[Dataset excerpts Boundary: Start]

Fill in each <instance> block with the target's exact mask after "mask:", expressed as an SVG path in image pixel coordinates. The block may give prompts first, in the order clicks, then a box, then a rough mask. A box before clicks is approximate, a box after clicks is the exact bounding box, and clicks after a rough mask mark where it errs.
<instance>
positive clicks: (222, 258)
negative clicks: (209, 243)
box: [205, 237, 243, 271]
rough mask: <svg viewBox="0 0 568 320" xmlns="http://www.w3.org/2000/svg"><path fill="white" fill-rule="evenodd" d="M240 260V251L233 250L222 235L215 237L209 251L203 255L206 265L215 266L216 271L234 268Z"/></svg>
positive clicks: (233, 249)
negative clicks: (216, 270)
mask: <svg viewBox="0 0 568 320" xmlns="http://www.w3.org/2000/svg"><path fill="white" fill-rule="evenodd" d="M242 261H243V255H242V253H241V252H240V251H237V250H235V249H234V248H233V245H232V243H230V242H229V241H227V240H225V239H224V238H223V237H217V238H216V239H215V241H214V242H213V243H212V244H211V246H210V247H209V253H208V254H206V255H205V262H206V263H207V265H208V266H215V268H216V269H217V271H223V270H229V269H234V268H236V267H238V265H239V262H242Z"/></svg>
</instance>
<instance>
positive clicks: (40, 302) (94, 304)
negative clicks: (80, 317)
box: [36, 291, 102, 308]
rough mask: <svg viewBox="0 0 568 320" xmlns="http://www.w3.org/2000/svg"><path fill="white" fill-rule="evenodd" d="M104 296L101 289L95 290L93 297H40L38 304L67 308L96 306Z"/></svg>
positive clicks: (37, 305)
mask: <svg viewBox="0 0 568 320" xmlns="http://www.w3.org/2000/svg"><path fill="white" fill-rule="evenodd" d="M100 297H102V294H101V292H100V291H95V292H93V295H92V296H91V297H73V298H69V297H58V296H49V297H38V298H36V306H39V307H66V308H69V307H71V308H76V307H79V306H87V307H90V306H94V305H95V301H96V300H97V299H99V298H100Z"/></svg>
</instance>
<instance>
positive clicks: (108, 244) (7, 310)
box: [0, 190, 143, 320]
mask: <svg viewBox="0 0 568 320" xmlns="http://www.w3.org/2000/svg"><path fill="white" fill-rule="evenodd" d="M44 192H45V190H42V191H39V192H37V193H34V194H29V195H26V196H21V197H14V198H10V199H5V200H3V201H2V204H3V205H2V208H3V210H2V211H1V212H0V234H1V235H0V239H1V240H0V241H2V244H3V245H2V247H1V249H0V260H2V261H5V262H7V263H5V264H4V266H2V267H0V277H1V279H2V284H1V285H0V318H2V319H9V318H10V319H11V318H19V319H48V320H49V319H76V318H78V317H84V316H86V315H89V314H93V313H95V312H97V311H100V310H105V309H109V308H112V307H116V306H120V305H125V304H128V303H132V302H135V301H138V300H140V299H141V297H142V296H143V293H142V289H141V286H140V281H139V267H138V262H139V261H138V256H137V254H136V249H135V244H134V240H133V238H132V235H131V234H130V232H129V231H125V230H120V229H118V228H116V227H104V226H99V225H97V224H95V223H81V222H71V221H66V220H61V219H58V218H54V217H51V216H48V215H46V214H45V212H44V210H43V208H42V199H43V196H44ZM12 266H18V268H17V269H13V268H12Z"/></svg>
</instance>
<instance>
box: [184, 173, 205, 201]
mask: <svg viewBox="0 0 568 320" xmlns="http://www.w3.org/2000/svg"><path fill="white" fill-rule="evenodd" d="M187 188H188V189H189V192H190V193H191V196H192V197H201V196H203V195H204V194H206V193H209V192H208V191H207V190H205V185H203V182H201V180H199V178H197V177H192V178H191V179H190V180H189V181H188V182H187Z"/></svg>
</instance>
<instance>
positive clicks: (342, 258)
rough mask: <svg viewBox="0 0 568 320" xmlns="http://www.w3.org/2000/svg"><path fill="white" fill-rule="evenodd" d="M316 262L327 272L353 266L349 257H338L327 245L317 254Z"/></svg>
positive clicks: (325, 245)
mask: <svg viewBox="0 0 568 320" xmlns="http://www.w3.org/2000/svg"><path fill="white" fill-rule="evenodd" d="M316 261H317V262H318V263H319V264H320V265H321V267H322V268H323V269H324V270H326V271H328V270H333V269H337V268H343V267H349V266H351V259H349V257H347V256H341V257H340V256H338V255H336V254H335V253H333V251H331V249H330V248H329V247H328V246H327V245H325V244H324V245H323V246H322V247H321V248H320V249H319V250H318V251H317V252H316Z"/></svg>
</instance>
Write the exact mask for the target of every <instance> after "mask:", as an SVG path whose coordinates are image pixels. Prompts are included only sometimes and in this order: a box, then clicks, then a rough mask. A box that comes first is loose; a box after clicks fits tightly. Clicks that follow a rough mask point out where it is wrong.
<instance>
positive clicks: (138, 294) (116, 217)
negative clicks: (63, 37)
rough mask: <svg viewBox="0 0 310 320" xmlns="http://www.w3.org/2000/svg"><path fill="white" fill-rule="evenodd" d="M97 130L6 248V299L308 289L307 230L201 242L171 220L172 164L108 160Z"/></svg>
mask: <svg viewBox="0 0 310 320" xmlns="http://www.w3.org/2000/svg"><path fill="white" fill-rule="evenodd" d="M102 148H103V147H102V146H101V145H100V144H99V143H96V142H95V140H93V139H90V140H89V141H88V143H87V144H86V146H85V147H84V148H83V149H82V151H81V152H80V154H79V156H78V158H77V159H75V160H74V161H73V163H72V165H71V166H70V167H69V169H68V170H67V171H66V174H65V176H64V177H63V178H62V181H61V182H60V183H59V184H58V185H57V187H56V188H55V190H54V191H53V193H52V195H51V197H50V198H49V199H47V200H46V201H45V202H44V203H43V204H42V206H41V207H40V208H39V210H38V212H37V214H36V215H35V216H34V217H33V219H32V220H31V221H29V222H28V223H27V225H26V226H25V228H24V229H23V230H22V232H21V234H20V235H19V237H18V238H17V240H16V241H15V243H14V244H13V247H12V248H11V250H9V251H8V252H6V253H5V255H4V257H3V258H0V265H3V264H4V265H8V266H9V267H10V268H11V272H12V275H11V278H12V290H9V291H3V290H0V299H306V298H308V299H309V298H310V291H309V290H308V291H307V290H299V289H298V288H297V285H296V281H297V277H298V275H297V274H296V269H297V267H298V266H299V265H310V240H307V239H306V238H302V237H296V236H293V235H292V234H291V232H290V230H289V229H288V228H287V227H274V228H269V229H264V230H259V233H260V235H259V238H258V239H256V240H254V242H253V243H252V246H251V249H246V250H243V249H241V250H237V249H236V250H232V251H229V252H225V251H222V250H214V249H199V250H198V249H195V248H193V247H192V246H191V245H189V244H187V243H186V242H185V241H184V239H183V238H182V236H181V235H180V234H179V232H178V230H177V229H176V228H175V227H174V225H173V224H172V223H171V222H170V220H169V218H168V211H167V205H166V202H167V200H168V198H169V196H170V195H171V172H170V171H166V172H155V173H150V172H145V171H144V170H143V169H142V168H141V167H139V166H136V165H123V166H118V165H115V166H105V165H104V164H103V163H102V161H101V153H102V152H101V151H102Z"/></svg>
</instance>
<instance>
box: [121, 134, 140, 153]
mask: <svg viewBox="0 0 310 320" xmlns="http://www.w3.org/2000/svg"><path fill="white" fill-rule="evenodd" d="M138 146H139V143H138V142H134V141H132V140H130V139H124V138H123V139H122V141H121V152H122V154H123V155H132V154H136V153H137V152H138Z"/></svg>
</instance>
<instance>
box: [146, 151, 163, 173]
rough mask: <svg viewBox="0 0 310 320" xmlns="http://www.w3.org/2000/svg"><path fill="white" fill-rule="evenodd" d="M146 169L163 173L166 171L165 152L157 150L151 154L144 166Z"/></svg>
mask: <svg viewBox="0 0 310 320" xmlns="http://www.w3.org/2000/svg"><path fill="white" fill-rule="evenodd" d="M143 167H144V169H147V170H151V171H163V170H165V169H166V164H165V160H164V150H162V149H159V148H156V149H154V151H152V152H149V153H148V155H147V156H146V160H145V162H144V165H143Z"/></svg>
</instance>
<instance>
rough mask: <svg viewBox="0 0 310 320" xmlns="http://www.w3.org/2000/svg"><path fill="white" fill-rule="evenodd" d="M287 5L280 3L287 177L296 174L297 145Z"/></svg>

[Dataset excerpts Boundary: End]

Instructions for the task: Reproduce word for word every line of the records from the first one through the line that contains "positive clicks: (233, 249)", including both of those lines.

Answer below:
Fill in each <instance> block with the target's exact mask after "mask:", expressed as an SVG path in image pixel coordinates. The block may give prompts first, in the order clicks, then a box, then a rough mask. A box before clicks is approximate, a box after clicks is the exact bounding box, and clicks after a rough mask mark where it errs.
<instance>
positive clicks: (222, 258)
negative clicks: (209, 243)
box: [205, 237, 243, 271]
rough mask: <svg viewBox="0 0 568 320" xmlns="http://www.w3.org/2000/svg"><path fill="white" fill-rule="evenodd" d="M240 260V251L233 250L222 235L215 237L209 251L203 255L206 265L215 266L216 271L234 268Z"/></svg>
positive clicks: (233, 249)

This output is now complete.